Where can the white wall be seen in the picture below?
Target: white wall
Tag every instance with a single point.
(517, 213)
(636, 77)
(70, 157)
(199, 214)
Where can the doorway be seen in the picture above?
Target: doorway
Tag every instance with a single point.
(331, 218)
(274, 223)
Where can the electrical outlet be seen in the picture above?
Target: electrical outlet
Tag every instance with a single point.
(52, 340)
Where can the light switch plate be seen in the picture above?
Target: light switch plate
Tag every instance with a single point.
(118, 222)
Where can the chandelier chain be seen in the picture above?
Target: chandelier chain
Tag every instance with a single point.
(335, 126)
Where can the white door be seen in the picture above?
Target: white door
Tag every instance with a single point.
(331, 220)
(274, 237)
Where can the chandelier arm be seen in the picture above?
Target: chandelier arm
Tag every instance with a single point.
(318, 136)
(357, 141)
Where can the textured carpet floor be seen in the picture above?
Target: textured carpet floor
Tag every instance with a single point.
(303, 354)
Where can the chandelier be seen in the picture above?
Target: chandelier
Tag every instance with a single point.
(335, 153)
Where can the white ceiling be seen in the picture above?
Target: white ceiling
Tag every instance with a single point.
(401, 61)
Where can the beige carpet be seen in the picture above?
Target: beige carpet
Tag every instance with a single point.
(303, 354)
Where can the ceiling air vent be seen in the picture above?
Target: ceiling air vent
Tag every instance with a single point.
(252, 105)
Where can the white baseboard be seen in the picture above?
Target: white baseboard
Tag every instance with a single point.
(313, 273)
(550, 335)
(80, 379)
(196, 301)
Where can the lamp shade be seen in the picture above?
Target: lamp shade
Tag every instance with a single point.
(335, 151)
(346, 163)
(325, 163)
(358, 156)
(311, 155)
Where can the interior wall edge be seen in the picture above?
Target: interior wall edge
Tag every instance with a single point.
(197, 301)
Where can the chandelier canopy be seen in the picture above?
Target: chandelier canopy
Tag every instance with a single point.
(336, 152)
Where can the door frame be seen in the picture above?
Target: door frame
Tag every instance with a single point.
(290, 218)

INSTRUCTIONS TO FOLLOW: Write out each line above that contains the word "wall".

OUTPUT OF THE TASK:
Where can the white wall be seen in the picture below?
Target: white wall
Where can the interior wall edge be seen in the picture above?
Target: interior wall edge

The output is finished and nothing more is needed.